Skip to content

kaistcbfg/pyDIscore

Folders and files

NameName
Last commit message
Last commit date

Latest commit

 

History

1 Commit
 
 
 
 
 
 
 
 

Repository files navigation

Introduction

pyDIscore is an implementation version of the published Directionality Index score calculation script by Dixon et al. [1]. Unlike the original written in Perl (http://renlab.sdsc.edu/yanxiao/download/hic-pip/domaincall_software/perl_scripts/DI_from_matrix.pl), it's written in Python and works compatible with the covNorm (https://github.com/kaistcbfg/covNormRpkg) output and numpy array.

Installlation

pyDIscore works with basic Python packages. Most of them are installed by default when installing Python (such as anaconda). The code was tested on Python 3.8.10 and 2.7.15.

  • numpy
  • argparse
  • pickle
  • gzip
  • sys
git clone https://github.com/kaistcbfg/pyDIscore.git

Usage

$ python pyDIscore -h
usage: pyDIscore.py [-h] --input-file INPUT_FILE [--input-format INPUT_FORMAT]
                    --chrname CHRNAME --fai-file FAI_FILE
                    [--resolution RESOLUTION] [--window-size WINDOW_SIZE]
                    [--double-count-flag DOUBLE_COUNT_FLAG]
                    [--chrname-number-flag CHRNAME_NUMBER_FLAG]
                    [--fullbin-output-flag FULLBIN_OUTPUT_FLAG]
                    [--output-file OUTPUT_FILE]

python DI score calc.
━━━━━━━━━━━━━━━━
Exercise task A: Show every line of the entries that contains the string "gravel".
The pyDIscore repository page and the entries are separate, unrelated material.

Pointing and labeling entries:
━━━━━━━━━━━━━━━━
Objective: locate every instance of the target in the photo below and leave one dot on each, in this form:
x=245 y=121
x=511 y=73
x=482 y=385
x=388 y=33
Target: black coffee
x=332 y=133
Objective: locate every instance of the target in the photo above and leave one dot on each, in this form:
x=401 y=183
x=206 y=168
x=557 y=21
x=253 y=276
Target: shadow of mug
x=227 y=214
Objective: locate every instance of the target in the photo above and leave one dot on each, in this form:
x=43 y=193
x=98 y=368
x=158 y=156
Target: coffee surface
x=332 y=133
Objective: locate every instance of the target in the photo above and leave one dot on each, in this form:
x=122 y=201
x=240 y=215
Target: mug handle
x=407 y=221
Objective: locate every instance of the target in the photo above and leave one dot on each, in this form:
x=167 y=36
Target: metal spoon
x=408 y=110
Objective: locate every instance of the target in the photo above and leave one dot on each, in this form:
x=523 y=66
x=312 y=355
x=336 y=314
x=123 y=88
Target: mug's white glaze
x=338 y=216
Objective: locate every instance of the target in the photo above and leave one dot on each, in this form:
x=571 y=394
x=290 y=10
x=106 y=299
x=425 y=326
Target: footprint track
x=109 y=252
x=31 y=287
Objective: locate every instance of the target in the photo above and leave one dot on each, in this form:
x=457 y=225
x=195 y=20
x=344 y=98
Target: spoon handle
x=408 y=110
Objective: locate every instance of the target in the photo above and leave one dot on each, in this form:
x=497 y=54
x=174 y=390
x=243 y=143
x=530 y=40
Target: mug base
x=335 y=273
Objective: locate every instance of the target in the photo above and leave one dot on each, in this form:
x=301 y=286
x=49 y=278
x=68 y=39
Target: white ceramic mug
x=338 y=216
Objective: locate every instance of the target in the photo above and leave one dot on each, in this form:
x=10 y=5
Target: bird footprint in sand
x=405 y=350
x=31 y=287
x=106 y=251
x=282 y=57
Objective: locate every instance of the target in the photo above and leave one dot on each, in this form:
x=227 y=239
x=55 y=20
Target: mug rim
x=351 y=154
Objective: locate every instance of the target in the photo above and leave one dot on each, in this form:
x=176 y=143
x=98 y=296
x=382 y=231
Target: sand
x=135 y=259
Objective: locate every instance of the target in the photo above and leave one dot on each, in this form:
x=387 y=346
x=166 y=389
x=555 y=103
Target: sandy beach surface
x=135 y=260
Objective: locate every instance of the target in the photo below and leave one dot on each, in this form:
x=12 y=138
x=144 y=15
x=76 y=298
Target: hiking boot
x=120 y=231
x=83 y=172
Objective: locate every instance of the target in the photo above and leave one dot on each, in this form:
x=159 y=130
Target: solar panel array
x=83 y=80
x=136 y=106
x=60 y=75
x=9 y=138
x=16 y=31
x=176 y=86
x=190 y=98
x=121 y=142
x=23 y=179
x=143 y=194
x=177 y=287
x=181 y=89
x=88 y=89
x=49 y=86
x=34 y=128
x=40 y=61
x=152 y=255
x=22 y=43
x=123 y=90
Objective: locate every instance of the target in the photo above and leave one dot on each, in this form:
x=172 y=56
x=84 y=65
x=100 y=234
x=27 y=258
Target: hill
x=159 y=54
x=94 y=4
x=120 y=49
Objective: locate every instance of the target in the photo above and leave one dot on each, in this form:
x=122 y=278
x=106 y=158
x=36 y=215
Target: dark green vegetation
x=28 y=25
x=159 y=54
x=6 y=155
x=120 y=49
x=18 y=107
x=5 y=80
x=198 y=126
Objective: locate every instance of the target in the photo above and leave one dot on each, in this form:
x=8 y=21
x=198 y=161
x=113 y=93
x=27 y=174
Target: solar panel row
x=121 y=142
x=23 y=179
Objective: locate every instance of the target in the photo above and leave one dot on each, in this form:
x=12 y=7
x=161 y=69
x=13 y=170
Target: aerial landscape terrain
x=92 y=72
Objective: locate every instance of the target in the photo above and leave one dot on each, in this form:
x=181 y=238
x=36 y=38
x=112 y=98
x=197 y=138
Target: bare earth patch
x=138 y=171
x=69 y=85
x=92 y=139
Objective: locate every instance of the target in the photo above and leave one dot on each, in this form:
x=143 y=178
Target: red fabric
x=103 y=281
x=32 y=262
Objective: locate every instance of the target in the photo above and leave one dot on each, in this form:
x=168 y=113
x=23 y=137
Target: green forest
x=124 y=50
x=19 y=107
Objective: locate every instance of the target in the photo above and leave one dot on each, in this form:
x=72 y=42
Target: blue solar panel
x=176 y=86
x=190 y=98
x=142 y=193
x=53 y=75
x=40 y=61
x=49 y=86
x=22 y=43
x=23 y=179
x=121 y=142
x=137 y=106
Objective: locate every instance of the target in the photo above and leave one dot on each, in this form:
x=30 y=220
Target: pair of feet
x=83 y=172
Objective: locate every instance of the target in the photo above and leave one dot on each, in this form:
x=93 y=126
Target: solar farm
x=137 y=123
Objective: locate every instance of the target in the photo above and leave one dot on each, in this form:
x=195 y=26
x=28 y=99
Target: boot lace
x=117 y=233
━━━━━━━━━━━━━━━━
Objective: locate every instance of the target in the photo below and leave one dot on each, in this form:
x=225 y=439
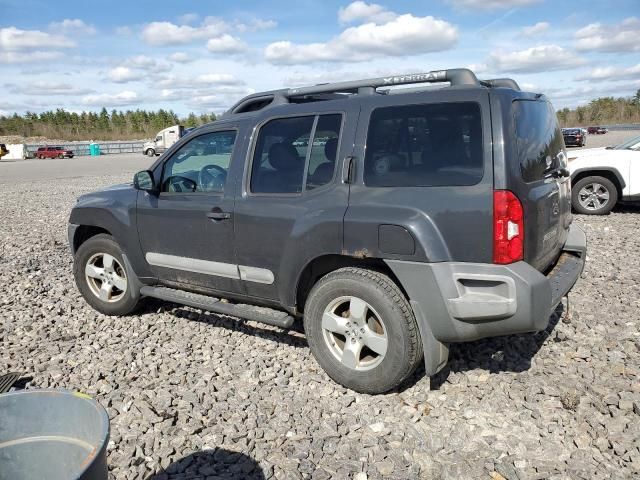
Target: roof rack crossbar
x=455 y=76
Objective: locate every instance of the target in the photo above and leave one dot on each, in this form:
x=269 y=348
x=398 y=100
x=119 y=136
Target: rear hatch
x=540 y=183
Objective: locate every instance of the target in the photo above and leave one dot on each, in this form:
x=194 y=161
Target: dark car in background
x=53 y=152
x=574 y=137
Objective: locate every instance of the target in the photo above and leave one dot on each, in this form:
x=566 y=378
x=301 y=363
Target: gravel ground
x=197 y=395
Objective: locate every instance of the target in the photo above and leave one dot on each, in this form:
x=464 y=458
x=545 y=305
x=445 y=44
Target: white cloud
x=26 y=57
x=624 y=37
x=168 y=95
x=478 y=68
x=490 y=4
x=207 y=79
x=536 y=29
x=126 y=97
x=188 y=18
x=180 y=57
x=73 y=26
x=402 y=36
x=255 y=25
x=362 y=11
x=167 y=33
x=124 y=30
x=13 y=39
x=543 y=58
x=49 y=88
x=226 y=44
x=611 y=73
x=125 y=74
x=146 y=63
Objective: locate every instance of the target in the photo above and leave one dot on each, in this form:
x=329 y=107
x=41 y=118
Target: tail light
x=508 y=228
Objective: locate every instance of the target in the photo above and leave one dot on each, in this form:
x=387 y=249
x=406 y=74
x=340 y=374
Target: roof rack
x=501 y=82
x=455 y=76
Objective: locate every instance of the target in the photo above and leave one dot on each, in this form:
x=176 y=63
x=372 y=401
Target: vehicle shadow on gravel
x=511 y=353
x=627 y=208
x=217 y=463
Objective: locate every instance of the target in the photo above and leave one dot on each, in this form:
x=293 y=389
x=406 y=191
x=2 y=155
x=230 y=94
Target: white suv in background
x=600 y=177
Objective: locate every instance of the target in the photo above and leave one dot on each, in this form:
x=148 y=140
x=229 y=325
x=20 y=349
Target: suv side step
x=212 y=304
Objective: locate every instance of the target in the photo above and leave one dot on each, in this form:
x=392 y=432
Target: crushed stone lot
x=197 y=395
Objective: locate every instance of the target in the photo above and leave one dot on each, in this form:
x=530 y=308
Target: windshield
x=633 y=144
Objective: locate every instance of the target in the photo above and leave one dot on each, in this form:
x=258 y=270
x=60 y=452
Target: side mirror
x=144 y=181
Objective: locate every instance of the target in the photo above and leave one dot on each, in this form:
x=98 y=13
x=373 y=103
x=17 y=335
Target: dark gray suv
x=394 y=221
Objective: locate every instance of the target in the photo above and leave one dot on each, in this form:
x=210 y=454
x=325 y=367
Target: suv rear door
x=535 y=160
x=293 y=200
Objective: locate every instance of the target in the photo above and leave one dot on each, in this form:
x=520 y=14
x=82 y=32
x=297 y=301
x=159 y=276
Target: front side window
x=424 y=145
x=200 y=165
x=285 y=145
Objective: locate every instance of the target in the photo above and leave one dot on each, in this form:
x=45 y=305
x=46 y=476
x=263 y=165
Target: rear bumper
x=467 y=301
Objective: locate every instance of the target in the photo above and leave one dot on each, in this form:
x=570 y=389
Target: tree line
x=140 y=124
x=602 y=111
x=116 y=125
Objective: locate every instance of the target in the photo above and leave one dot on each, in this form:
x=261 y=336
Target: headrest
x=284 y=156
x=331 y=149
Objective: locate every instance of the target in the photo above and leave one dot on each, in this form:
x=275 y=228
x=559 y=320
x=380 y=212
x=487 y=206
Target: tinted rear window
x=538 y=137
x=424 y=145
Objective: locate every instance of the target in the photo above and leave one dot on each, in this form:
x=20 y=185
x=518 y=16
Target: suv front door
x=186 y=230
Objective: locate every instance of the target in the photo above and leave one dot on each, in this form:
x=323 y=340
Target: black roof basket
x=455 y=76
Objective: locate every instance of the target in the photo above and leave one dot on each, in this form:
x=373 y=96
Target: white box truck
━━━━━━━━━━━━━━━━
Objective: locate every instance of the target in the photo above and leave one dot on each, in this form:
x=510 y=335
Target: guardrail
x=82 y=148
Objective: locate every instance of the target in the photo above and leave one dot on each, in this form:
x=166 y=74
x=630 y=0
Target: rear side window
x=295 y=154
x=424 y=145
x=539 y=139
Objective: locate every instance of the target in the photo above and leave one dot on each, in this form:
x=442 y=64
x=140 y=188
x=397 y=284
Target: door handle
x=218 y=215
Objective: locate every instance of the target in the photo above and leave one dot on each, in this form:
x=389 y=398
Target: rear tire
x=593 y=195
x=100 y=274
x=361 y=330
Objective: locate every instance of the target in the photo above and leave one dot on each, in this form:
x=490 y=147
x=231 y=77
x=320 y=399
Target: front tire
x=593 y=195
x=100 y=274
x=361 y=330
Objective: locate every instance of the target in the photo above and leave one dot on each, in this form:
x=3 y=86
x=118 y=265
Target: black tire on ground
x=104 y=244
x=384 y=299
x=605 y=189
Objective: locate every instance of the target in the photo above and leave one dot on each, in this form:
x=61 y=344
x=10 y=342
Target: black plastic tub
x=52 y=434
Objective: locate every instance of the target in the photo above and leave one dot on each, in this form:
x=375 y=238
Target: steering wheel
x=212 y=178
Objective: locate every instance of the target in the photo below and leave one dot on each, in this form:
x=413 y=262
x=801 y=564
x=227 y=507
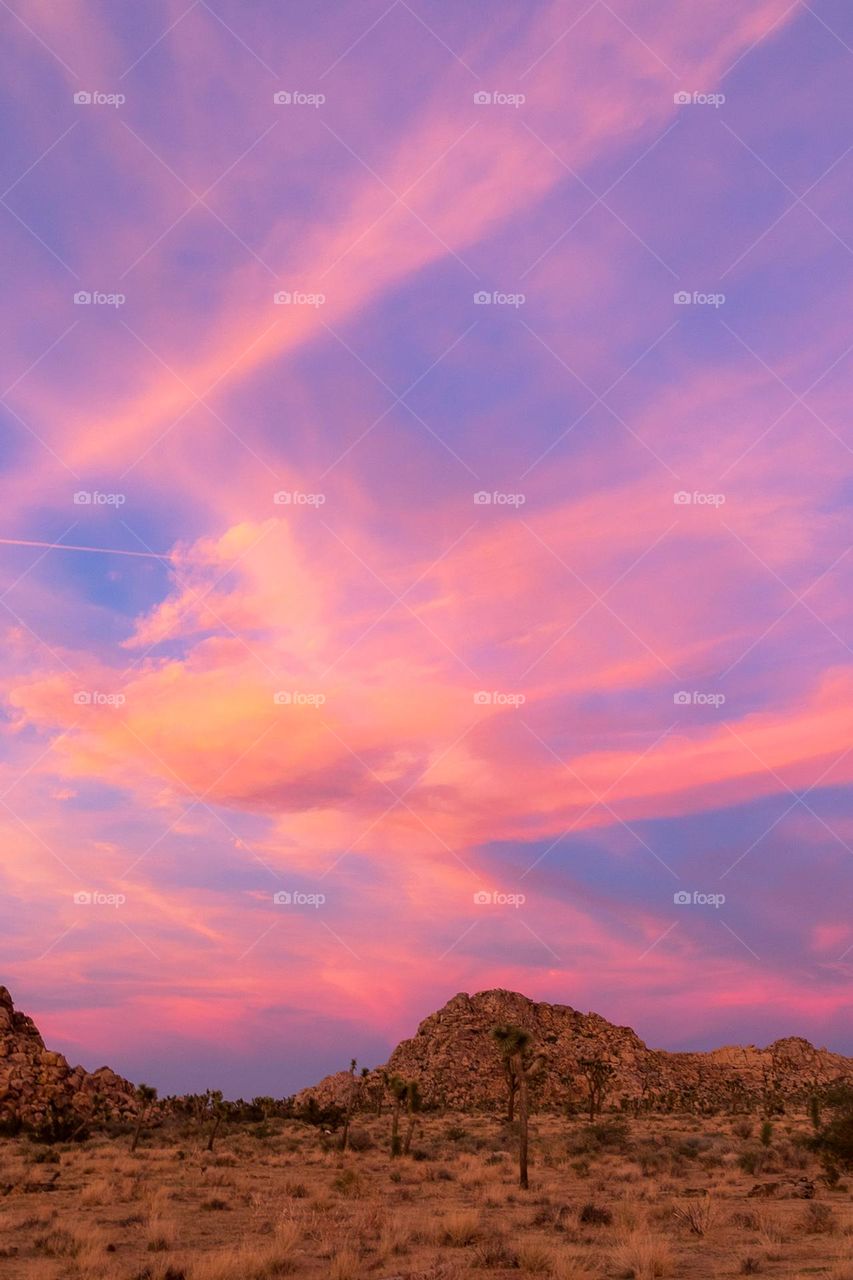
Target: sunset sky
━━━━━━━━━━━━━━━━
Exercise task B: Repeat the pyDIscore repository page in full, word for word.

Result A:
Target: gravel ground
Target: vehicle shadow on gravel

Result B:
Skip to content

kaistcbfg/pyDIscore

Folders and files

NameName
Last commit message
Last commit date

Latest commit

 

History

1 Commit
 
 
 
 
 
 
 
 

Repository files navigation

Introduction

pyDIscore is an implementation version of the published Directionality Index score calculation script by Dixon et al. [1]. Unlike the original written in Perl (http://renlab.sdsc.edu/yanxiao/download/hic-pip/domaincall_software/perl_scripts/DI_from_matrix.pl), it's written in Python and works compatible with the covNorm (https://github.com/kaistcbfg/covNormRpkg) output and numpy array.

Installlation

pyDIscore works with basic Python packages. Most of them are installed by default when installing Python (such as anaconda). The code was tested on Python 3.8.10 and 2.7.15.

  • numpy
  • argparse
  • pickle
  • gzip
  • sys
git clone https://github.com/kaistcbfg/pyDIscore.git

Usage

$ python pyDIscore -h
usage: pyDIscore.py [-h] --input-file INPUT_FILE [--input-format INPUT_FORMAT]
                    --chrname CHRNAME --fai-file FAI_FILE
                    [--resolution RESOLUTION] [--window-size WINDOW_SIZE]
                    [--double-count-flag DOUBLE_COUNT_FLAG]
                    [--chrname-number-flag CHRNAME_NUMBER_FLAG]
                    [--fullbin-output-flag FULLBIN_OUTPUT_FLAG]
                    [--output-file OUTPUT_FILE]

python DI score calc.